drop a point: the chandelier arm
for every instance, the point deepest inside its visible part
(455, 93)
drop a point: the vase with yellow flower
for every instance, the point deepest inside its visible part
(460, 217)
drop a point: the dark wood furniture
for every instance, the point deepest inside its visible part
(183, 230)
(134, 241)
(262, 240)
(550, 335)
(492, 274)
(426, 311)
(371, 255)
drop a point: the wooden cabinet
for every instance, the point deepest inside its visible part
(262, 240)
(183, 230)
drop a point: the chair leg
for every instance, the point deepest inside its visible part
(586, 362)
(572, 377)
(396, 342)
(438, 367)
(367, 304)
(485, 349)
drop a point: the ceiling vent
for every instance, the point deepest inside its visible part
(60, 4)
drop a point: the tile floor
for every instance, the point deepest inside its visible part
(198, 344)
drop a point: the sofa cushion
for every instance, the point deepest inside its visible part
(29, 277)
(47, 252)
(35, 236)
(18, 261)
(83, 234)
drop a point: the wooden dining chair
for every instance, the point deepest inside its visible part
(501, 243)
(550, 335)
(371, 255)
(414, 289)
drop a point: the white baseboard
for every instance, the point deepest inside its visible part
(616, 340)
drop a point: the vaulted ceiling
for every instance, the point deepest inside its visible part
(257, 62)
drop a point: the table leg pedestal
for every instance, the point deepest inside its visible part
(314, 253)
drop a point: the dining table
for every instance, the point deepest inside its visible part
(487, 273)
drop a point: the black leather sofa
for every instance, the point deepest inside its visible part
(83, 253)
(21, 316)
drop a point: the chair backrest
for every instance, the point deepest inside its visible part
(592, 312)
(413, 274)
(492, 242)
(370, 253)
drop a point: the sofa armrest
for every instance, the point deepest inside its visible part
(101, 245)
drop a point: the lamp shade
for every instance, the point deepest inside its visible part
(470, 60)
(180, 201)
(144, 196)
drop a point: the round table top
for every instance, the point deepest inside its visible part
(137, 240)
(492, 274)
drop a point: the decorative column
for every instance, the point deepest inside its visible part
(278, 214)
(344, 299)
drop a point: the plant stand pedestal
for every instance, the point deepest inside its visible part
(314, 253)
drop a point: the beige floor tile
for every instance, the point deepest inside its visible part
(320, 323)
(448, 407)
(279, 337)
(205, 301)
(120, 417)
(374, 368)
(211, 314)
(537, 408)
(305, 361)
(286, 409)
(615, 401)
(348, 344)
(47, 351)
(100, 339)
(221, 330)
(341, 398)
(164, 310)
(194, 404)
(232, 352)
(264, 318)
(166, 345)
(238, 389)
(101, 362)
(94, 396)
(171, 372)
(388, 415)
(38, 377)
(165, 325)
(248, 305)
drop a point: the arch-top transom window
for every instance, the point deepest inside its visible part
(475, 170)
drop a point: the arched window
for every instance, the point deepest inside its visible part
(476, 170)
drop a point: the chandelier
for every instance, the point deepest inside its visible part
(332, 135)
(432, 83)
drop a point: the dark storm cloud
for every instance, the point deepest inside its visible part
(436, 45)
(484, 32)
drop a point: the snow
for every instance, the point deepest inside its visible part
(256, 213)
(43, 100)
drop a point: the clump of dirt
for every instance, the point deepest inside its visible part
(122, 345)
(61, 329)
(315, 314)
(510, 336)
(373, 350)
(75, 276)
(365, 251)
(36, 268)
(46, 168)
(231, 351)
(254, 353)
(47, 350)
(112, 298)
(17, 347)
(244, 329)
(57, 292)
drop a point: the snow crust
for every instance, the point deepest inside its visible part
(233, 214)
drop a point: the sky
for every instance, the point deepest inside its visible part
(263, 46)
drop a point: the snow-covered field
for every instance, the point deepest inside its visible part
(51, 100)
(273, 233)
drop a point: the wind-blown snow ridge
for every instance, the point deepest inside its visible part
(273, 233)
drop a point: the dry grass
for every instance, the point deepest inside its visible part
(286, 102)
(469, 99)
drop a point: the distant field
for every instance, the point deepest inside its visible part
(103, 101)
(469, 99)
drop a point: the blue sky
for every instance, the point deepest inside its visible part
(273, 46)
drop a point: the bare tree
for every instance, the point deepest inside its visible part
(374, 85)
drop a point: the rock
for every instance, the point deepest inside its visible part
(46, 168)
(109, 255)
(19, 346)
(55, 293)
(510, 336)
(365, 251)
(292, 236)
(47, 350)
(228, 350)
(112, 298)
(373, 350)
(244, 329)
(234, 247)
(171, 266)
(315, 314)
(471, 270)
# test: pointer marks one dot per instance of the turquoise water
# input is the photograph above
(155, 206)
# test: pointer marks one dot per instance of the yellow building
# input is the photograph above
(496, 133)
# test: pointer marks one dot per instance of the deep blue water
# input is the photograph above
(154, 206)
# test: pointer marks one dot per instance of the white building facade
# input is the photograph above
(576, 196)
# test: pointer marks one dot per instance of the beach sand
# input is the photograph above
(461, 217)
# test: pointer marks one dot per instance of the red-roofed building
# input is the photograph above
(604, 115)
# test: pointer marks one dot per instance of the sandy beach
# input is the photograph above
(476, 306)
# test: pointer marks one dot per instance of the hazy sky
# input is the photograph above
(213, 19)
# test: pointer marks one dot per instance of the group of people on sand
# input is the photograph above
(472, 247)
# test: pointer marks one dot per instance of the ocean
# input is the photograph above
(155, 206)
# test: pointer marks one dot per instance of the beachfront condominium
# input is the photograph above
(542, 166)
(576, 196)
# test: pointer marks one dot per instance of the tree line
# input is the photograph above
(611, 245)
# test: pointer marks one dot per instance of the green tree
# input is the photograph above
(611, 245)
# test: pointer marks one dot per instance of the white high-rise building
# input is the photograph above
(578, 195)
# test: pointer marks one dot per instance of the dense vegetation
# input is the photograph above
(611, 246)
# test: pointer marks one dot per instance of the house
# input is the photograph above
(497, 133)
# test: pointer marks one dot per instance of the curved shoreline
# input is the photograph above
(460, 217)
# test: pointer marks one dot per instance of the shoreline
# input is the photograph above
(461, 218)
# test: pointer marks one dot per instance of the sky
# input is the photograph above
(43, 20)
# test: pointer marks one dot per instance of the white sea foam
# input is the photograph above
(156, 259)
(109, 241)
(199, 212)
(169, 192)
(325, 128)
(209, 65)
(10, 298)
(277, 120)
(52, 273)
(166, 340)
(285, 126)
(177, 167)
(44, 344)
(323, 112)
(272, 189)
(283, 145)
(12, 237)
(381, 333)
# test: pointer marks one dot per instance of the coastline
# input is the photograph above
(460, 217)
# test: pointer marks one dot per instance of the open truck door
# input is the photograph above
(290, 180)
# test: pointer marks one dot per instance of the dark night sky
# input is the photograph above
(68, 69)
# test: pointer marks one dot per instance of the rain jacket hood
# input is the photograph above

## Task requirements
Every entry above must be reproduced word for word.

## Answer section
drop a point: the chandelier arm
for every instance, the point deepest inside its visible part
(455, 93)
drop a point: the vase with yellow flower
for every instance, the point deepest inside its visible part
(460, 217)
drop a point: the dark wood furniture
for every instance, the point deepest inside its visible part
(183, 230)
(134, 241)
(262, 240)
(550, 335)
(492, 274)
(426, 311)
(371, 255)
drop a point: the wooden cabinet
for every instance, the point deepest inside its visible part
(262, 240)
(183, 230)
drop a point: the chair leg
for every instance, the point deepest inside its visible part
(586, 362)
(572, 377)
(396, 342)
(438, 367)
(367, 304)
(485, 349)
drop a point: the ceiling vent
for every instance, the point deepest inside its visible part
(60, 4)
drop a point: the tile floor
for every instance, the point deepest inside its visible part
(198, 344)
drop a point: the sofa cushion
for every instance, the point deepest inside its visible part
(29, 277)
(47, 252)
(35, 236)
(18, 261)
(83, 234)
drop a point: the wooden dining chair
for every instance, the point deepest inside its visible part
(501, 243)
(550, 335)
(371, 255)
(414, 289)
drop a point: the white baseboard
for every instance, the point deepest inside its visible part
(616, 340)
drop a point: the vaulted ceiling
for every instance, the point deepest inside its visible part
(257, 62)
drop a point: the table leg pedestal
for every instance, the point deepest inside its visible part
(314, 253)
drop a point: the dining table
for every instance, the point deepest inside its visible part
(487, 273)
drop a point: the black leather sofa
for every instance, the point deepest inside its visible part
(83, 253)
(21, 316)
drop a point: the chair backrest
for every instance, the point deepest inside its visible part
(592, 312)
(413, 274)
(492, 242)
(370, 253)
drop a point: the sofa armrest
for every instance, the point deepest inside its visible part
(101, 245)
drop a point: the lamp shade
for every instance, the point deepest inside its visible part
(470, 60)
(180, 201)
(144, 196)
drop a point: the round table top
for every instance, the point deepest inside its visible part
(137, 240)
(492, 274)
drop a point: the decorative column
for every instance, the point deepest inside its visible part
(278, 214)
(344, 299)
drop a point: the plant stand pedestal
for every instance, the point deepest inside its visible part
(314, 253)
drop a point: the beige floor tile
for every instance, the point deepest inside its visible part
(320, 323)
(448, 407)
(279, 337)
(205, 301)
(120, 417)
(374, 368)
(211, 314)
(537, 408)
(305, 361)
(286, 409)
(615, 401)
(348, 344)
(47, 351)
(100, 339)
(221, 330)
(341, 398)
(164, 310)
(194, 404)
(232, 352)
(264, 318)
(166, 345)
(238, 389)
(101, 362)
(94, 396)
(171, 372)
(388, 415)
(38, 377)
(165, 325)
(248, 305)
drop a point: the arch-top transom window
for every instance, the point deepest inside its visible part
(475, 170)
drop a point: the arched window
for every instance, the point deepest inside its visible part
(476, 170)
drop a point: the chandelier
for every instance, the point deepest inside its visible part
(332, 135)
(432, 83)
drop a point: the dark storm cloud
for every instance, the point deepest inside its visible part
(436, 45)
(484, 32)
drop a point: the snow
for every instance, the point deepest inside its visible part
(256, 213)
(43, 100)
drop a point: the clump of dirt
for every instance, the point deepest inside its visible part
(122, 345)
(61, 329)
(315, 314)
(510, 336)
(373, 350)
(75, 276)
(365, 251)
(36, 268)
(46, 168)
(231, 351)
(254, 353)
(47, 350)
(112, 298)
(17, 347)
(244, 329)
(57, 292)
drop a point: the snow crust
for every instance, the point deepest inside its visible part
(233, 214)
drop a point: the sky
for every instance, the point deepest inside its visible part
(263, 46)
drop a point: the snow-covered field
for every instance, the point deepest inside its visible part
(51, 100)
(273, 233)
drop a point: the wind-blown snow ridge
for every instance, the point deepest inside its visible part
(273, 233)
drop a point: the dry grass
for every instance, the point deepest inside its visible part
(286, 102)
(469, 99)
drop a point: the distant field
for every instance, the point deepest inside its visible part
(103, 101)
(469, 99)
drop a point: the blue sky
for every instance, the point deepest inside its visible part
(273, 46)
drop a point: the bare tree
for every instance, the point deepest inside its visible part
(374, 85)
drop a point: the rock
for every instance, the point deepest inside its visible part
(46, 168)
(109, 255)
(19, 346)
(55, 293)
(510, 336)
(365, 251)
(292, 236)
(47, 350)
(228, 350)
(112, 298)
(373, 350)
(244, 329)
(234, 247)
(171, 266)
(315, 314)
(471, 270)
# test: pointer marks one dot per instance of the turquoise water
# input is the photograph above
(155, 206)
# test: pointer marks one dot per instance of the yellow building
# input is the photograph above
(496, 133)
# test: pointer marks one dot per instance of the deep blue water
# input is the photograph above
(154, 206)
# test: pointer marks one dot per instance of the white building facade
# input is the photograph above
(576, 196)
# test: pointer marks one dot per instance of the beach sand
# input is the photograph above
(461, 217)
# test: pointer marks one dot per instance of the red-roofed building
# input is the photograph above
(604, 115)
# test: pointer marks one dot per instance of the sandy beach
# input is the photograph above
(476, 306)
# test: pointer marks one dot per instance of the hazy sky
# input is the photograph above
(213, 19)
# test: pointer marks one dot per instance of the group of people on sand
# input is the photograph above
(472, 247)
# test: pointer marks one dot per instance of the ocean
# input is the photograph above
(155, 206)
# test: pointer marks one dot per instance of the beachfront condominium
# input is the photograph above
(542, 166)
(576, 196)
# test: pointer marks one dot per instance of the tree line
# input is the photograph above
(611, 245)
# test: pointer marks one dot per instance of the green tree
# input is the photograph above
(611, 245)
# test: pointer marks one dot per instance of the white high-rise building
# input is the photograph above
(578, 195)
# test: pointer marks one dot per instance of the dense vegetation
# input is the photograph above
(611, 246)
# test: pointer marks one dot per instance of the house
# input is the photograph above
(497, 133)
# test: pointer marks one dot per instance of the curved shoreline
# input is the photograph above
(460, 217)
# test: pointer marks one dot per instance of the shoreline
# input is the photograph above
(461, 218)
# test: pointer marks one dot per instance of the sky
# input is the photograph above
(43, 20)
# test: pointer marks one dot per instance of the white sea foam
# input is the photograph above
(156, 259)
(109, 241)
(199, 212)
(169, 192)
(325, 128)
(209, 65)
(10, 298)
(277, 120)
(52, 273)
(166, 340)
(285, 126)
(177, 167)
(44, 344)
(323, 112)
(272, 189)
(283, 145)
(12, 237)
(381, 333)
# test: pointer marks one dot per instance of the coastline
# input is the photograph above
(460, 217)
# test: pointer marks one dot per instance of the open truck door
# input is the photograph above
(290, 180)
# test: pointer marks one dot per instance of the dark night sky
# input is the photograph above
(68, 69)
# test: pointer marks one dot per instance of the rain jacket hood
# input is the photograph above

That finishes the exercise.